During his residence at Berkeley and Copenhagen, Urey began to work with some of the most prominent physicists and chemists of the 20th century, including Werner Heisenberg, Wolfgang Pauli and Georg von Hevsey. In Hamburg, Germany, he met he met Albert Einstein and James Franck, both of whom became his lifelong friends. In 1924 he returned to the United States to take a National Research Council fellowship at Harvard but instead accepted a faculty position as associate in chemistry at Johns Hopkins University, where he remained until 1929. There he and Russel Bichowsky hypothesized the idea of electron spin to explain the fine structure of the atomic spectral lines.
Between 1923 and 1929, Urey published 20 scientific papers or notes, almost all of them on aspects of atomic structure and the others on molecular band spectroscopy. In 1930 the book Atoms, Molecules, and Quanta, by A. E. Ruark and Urey, appeared. It became, and remained for a long time, one of the standard texts on the subject. Urey also published The Planets: Their Origins and Development in 1952.
While at Johns Hopkins, Urey married Frieda Daum in 1926. Her intelligence, good humor and warm hospitality made the Urey house a meeting place for scientists and intellectuals of all fields. As a tribute to her, the University of California at San Diego named its first large building the Harold and Frieda Urey Hall. The Ureys had four children: Gertrude, Elizabeth, Frieda Rebecca, Mary Alice and John Clayton.
In 1929 Urey became associate professor of chemistry at Columbia University in New York and professor in 1934. He refined his interest in sub-atomic and molecular structure and discovered a discrepancy in the atomic weight of hydrogen compared with that of oxygen, as measured by chemical means and by mass spectrometry. The discrepancy led to his identification of a heavy isotope of hydrogen (deuterium) found in concentrations of about 1 part per 5, 000. Calculating that the heavy isotope would boil less easily than the lighter, he had a friend at the Bureau of Standards, Ferinand G. Brickwedde, distill hydrogen. In the residue they and George M. Murphy discovered heavy water, molecules with one atom of oxygen and two atoms of hydrogen or deuterium. This led to Urey's award of the Nobel Prize for Chemistry in 1934.

▶ _Exercises to complete_:
a. Reproduce the passage on Urey's career word for word, from "While at Johns" up to and including "and John Clayton.".
b. Using the passage on Urey's career, answer these questions:
(i) At which university did Urey accept a faculty position as associate in chemistry after returning to the United States in 1924?
(ii) In what year did Urey publish The Planets: Their Origins and Development?
(iii) What award did Urey receive in 1934?

[Stored records]
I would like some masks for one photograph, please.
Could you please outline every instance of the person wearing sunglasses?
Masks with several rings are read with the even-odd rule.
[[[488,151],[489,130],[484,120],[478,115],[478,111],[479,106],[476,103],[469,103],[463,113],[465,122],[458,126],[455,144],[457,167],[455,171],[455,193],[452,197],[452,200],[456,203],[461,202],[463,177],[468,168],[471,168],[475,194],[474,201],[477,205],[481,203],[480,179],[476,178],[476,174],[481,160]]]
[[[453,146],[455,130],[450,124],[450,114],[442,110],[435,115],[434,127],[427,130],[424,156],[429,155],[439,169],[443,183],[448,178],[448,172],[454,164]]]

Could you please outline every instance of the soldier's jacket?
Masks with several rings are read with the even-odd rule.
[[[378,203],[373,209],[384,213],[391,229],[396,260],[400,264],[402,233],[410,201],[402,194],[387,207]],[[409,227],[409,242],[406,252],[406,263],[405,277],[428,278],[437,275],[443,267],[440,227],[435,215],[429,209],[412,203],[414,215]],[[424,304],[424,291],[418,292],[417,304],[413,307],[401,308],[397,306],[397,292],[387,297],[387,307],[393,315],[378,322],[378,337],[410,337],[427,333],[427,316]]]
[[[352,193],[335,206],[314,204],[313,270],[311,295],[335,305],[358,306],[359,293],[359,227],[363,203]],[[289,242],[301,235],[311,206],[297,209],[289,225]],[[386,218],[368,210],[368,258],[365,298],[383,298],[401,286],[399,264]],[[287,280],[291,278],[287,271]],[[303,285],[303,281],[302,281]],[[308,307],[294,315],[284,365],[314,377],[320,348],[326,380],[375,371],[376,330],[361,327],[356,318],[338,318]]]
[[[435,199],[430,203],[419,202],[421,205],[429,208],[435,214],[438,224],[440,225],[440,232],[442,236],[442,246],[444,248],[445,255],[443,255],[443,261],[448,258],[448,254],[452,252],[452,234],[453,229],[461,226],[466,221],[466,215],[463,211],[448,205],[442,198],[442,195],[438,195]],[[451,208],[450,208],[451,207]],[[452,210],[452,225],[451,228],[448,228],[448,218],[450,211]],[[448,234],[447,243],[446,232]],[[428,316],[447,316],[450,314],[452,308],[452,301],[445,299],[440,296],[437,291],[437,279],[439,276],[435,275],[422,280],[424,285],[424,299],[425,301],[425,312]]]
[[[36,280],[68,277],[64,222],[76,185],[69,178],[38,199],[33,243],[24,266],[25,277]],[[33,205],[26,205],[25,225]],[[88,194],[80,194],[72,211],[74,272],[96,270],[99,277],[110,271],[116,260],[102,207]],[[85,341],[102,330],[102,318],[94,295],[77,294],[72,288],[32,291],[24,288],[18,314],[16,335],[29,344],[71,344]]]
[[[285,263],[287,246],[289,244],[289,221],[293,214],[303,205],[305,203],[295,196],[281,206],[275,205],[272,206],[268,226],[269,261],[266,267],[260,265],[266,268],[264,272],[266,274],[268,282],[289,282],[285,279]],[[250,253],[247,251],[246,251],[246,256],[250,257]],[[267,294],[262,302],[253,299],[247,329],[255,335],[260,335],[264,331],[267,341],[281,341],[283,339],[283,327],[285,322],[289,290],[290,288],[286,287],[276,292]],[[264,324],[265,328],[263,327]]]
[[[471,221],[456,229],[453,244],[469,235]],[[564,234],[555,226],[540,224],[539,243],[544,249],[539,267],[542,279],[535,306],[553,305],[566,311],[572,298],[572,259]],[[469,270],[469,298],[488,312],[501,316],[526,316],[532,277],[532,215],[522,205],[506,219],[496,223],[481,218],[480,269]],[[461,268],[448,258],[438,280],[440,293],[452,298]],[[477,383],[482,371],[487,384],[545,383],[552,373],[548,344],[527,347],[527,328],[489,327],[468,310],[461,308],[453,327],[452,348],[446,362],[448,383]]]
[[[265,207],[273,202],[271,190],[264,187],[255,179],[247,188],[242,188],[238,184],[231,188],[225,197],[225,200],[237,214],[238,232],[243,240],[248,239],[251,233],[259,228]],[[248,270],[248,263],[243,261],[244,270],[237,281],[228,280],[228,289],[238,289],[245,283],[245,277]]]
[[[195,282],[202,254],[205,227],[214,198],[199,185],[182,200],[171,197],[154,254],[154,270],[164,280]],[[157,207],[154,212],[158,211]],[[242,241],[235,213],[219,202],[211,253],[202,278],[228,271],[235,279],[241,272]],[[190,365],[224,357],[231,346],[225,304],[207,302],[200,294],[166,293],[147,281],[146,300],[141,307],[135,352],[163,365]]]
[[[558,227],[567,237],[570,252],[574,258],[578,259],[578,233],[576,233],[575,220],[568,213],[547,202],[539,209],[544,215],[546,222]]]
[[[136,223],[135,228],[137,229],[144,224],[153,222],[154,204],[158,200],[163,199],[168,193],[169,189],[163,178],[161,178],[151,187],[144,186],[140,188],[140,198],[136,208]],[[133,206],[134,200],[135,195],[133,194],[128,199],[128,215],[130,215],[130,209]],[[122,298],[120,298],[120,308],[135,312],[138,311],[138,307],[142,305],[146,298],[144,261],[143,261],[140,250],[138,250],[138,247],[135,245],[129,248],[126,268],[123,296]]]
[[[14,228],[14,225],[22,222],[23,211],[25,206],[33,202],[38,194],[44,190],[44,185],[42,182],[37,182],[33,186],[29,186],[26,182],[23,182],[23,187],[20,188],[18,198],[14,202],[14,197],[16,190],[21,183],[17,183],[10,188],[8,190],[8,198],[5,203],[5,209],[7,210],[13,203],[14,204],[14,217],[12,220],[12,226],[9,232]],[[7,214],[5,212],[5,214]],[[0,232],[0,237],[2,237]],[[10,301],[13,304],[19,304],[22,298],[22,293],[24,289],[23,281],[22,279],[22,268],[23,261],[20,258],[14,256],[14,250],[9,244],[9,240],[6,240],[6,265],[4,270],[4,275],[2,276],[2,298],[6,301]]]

▶ _Solutions below_:
a.
While at Johns Hopkins, Urey married Frieda Daum in 1926. Her intelligence, good humor and warm hospitality made the Urey house a meeting place for scientists and intellectuals of all fields. As a tribute to her, the University of California at San Diego named its first large building the Harold and Frieda Urey Hall. The Ureys had four children: Gertrude, Elizabeth, Frieda Rebecca, Mary Alice and John Clayton.

b.
(i) Johns Hopkins University
(ii) 1952
(iii) The Nobel Prize for Chemistry